§ Source data:
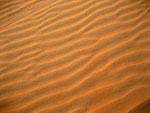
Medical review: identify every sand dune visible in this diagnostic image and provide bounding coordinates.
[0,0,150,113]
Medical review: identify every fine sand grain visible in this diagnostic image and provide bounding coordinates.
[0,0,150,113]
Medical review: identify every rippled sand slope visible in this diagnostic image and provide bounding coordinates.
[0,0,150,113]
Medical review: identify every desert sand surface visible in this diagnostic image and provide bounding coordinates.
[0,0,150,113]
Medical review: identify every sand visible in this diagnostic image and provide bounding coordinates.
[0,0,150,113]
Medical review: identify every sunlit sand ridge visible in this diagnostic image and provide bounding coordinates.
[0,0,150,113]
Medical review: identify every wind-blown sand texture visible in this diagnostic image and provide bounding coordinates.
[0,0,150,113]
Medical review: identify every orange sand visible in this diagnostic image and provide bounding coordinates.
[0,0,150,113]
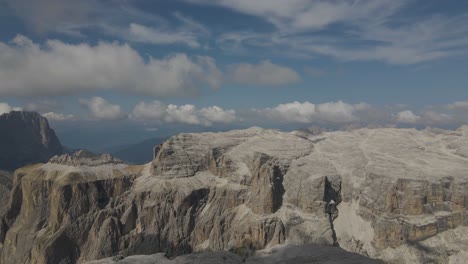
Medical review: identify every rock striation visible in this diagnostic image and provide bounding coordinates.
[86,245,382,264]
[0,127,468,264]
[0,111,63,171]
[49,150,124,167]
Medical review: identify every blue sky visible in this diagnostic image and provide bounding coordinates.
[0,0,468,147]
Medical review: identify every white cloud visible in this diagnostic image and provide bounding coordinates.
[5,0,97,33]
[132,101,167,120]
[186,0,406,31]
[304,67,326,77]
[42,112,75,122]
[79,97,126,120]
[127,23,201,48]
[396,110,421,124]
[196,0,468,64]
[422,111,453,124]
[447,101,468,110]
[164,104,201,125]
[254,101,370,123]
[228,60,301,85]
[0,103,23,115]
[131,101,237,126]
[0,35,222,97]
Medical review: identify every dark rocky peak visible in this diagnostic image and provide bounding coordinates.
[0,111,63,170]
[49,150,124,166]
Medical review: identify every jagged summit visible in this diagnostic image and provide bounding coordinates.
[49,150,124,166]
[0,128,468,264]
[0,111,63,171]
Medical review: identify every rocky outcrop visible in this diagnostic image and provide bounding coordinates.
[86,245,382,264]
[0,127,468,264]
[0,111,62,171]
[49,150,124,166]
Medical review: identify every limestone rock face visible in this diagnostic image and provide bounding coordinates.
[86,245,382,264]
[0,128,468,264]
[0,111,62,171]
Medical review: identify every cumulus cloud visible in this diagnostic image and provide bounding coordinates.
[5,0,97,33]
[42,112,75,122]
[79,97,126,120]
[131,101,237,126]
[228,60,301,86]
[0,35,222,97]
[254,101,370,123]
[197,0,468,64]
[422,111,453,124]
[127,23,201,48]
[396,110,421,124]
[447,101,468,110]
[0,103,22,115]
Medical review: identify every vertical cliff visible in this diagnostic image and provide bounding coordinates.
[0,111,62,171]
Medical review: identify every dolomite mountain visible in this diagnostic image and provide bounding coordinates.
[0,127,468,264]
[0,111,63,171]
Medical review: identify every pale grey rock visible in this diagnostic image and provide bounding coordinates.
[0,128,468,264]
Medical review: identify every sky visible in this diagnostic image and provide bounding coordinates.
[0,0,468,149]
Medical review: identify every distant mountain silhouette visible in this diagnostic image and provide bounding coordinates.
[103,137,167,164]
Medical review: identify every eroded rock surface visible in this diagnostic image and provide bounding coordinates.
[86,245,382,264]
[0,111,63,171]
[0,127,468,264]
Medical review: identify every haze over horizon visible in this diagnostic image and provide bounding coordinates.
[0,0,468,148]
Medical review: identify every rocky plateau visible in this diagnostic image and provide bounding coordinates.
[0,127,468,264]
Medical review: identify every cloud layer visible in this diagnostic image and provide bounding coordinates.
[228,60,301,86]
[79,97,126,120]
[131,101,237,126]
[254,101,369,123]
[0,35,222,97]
...
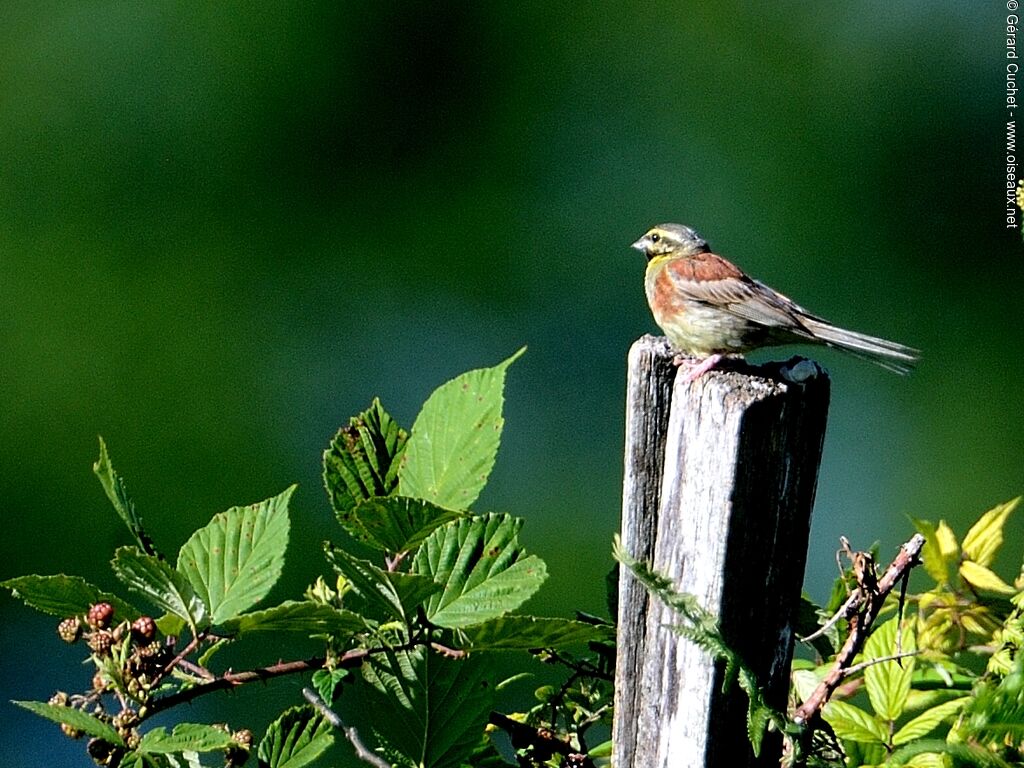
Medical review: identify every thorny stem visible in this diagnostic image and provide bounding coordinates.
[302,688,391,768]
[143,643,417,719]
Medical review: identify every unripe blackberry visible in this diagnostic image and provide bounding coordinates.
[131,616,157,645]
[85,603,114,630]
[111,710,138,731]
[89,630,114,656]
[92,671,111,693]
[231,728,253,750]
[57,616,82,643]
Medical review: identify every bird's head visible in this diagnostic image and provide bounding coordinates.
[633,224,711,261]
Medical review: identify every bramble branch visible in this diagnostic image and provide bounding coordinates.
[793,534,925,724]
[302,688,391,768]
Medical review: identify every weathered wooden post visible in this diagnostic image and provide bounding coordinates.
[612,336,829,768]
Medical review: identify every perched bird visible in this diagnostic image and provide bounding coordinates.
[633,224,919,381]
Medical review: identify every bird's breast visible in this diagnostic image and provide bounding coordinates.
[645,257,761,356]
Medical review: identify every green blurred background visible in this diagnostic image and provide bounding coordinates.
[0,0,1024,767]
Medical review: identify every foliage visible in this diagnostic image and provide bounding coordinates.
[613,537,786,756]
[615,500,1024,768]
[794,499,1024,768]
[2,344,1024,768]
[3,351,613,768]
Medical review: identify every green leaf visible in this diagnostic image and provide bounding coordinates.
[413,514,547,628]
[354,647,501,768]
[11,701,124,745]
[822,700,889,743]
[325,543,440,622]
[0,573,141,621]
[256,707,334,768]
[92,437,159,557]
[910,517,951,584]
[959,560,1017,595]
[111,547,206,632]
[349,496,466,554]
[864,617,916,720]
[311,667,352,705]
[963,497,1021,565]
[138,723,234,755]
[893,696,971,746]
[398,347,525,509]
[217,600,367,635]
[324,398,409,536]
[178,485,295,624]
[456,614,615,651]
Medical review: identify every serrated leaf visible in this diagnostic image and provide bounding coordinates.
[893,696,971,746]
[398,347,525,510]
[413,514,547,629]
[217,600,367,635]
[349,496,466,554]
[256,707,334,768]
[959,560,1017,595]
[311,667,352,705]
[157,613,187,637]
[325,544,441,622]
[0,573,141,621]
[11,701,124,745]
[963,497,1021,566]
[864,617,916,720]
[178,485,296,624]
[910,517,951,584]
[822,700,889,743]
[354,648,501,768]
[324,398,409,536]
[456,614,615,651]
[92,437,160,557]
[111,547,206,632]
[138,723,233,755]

§ Do this: Repeat the lines above, everything from the line containing "Medical review: identify every perched" down to the line containing "[645,257,761,356]", with both of those lines included.

§ Output:
Medical review: identify every perched bird visible in this diagnostic image and provide bounding coordinates.
[633,224,919,381]
Medical review: identify every bird's breast visible in this diagnostic image and provide bounding coordinates.
[645,257,761,356]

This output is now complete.